DESCRIÇÃO DO EXERCÍCIO: Como você resumiria em duas frases o texto sobre as células-tronco do cordão umbilical?

TEXTO EM ESTUDO:
○ ○ ○ ○ ○ ○ ○
Pais estão pagando caro para armazenar o sangue de dentro dos cordões umbilicais dos seus filhos, mas deveriam também armazenar o próprio cordão, que costuma ser descartado. Isso porque as células-tronco do cordão servem para formar neurônios, dizem agora cientistas brasileiros. Elas podem, um dia, servir para tratar lesões de medula ou o Parkinson.
“Células-tronco que formem tecido nervoso serão muito importantes. É o [tecido] mais difícil de repor. O ideal, então, seria guardar os dois, sangue e cordão”, diz Sérgio Verjovski-Almeida, biofísico da USP e coautor do estudo, a ser publicado no periódico “Stem Cell Reviews and Reports”.
Ele diz isso porque é longa a lista de aplicações na medicina que talvez surjam a partir dessas células-tronco do cordão. A mais sonhada é repor células neurais afetadas por traumatismos ou doenças ligadas ao tecido nervoso. Isso ajudaria inclusive paraplégicos ou tetraplégicos vítimas de acidentes.
Células de dentro
Os pesquisadores descobriram também que as células-tronco do sangue de dentro do cordão, por outro lado, serão boas para formar outros tipos de célula, como as dos ossos. Serviriam, portanto, para tratar outras doenças, como regenerar ossos fraturados.
Além disso, já se sabia há bastante tempo que essas células eram especialmente boas também para gerar novas células do sangue. Trata-se de sangue umbilical gerando sangue adulto, algo que acontece naturalmente, os cientistas nem precisam se esforçar. Tanto que, desde 1988, há gente recebendo, para tratar a leucemia, sangue transplantado que veio de cordões umbilicais.
Células-tronco do cordão umbilical e do sangue têm, portanto, utilizações diferentes.
Isso acontece porque as únicas células-tronco que podem se tornar qualquer tipo de célula especializada são as embrionárias. Basta pensar que um embrião, de fato, acaba virando um organismo completo.
As outras, mais “velhas”, já apresentam potencial maior para se tornar um tipo específico de células -perderam parte de sua “pluripotência”, ou capacidade de diferenciação.
Jogando fora o trigo
Mayana Zatz, geneticista da USP e também autora do estudo, já tinha feito outro trabalho mostrando que não é inteligente jogar fora o cordão.
Ele mostrava que era possível isolar células-tronco em todos os cordões. Entretanto, os cientista só conseguiam fazer o mesmo em 10% das amostras de sangue umbilical.
○ ○ ○ ○ ○ ○ ○
FONTE DOS DADOS:

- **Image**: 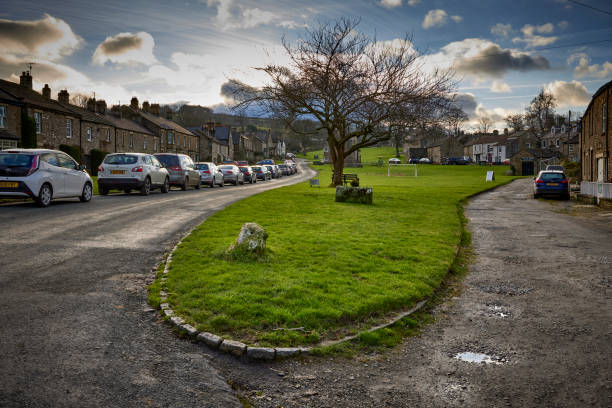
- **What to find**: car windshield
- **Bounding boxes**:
[539,173,565,180]
[104,154,138,164]
[155,154,179,167]
[0,153,34,167]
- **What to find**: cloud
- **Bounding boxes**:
[426,38,550,77]
[567,52,612,78]
[92,31,157,65]
[491,81,512,93]
[206,0,307,30]
[0,14,83,61]
[423,9,448,29]
[380,0,402,8]
[546,81,591,108]
[512,23,558,47]
[491,23,512,37]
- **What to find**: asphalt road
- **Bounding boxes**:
[0,163,313,407]
[216,179,612,408]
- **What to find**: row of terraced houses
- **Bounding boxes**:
[0,72,286,171]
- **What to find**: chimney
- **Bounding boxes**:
[19,71,32,89]
[43,84,51,99]
[149,103,159,116]
[87,98,96,112]
[57,89,70,105]
[96,99,106,115]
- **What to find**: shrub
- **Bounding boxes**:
[60,145,81,163]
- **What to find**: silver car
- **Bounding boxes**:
[0,149,93,207]
[195,162,225,188]
[155,153,200,191]
[219,164,244,186]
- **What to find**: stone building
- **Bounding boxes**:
[579,81,612,183]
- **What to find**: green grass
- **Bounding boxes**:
[152,161,512,346]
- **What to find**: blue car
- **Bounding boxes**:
[533,170,569,200]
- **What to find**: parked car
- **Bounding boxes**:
[154,153,200,191]
[0,149,93,207]
[238,166,257,184]
[98,153,170,195]
[195,162,225,188]
[251,166,272,181]
[546,164,565,171]
[219,164,244,186]
[533,170,569,200]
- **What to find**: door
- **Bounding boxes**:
[597,158,606,183]
[36,153,66,197]
[57,153,84,196]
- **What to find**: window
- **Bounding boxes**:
[34,112,40,133]
[66,119,72,139]
[0,106,6,128]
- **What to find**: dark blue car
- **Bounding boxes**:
[533,170,569,200]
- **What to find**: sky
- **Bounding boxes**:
[0,0,612,129]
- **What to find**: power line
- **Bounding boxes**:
[567,0,612,16]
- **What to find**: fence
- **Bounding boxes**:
[580,181,612,200]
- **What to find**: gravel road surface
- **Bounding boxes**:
[215,179,612,407]
[0,163,313,407]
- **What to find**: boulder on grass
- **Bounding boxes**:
[229,222,268,255]
[336,186,372,204]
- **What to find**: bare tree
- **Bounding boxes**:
[504,113,525,132]
[477,116,493,133]
[446,105,469,136]
[70,94,89,108]
[525,89,556,137]
[231,18,455,185]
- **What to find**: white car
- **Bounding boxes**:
[98,153,170,195]
[0,149,93,207]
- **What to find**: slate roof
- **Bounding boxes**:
[138,110,195,136]
[0,79,74,115]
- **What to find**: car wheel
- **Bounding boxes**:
[36,183,53,207]
[161,177,170,194]
[79,183,93,203]
[140,177,151,195]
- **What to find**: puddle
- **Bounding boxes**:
[455,351,501,364]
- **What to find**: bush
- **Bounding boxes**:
[90,149,108,176]
[21,109,37,149]
[60,145,81,163]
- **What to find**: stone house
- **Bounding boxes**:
[579,81,612,183]
[0,72,81,155]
○ ○ ○ ○ ○ ○ ○
RESPOSTA DO EXERCÍCIO: Segundo cientistas brasileiros, as células-tronco do próprio cordão umbilical, que costuma ser descartado, servem para formar neurônios e podem um dia tratar lesões de medula ou o Parkinson. Por isso, o ideal seria guardar também o cordão, já que as células-tronco do sangue umbilical se prestam a outros usos, como formar células dos ossos e gerar novas células do sangue.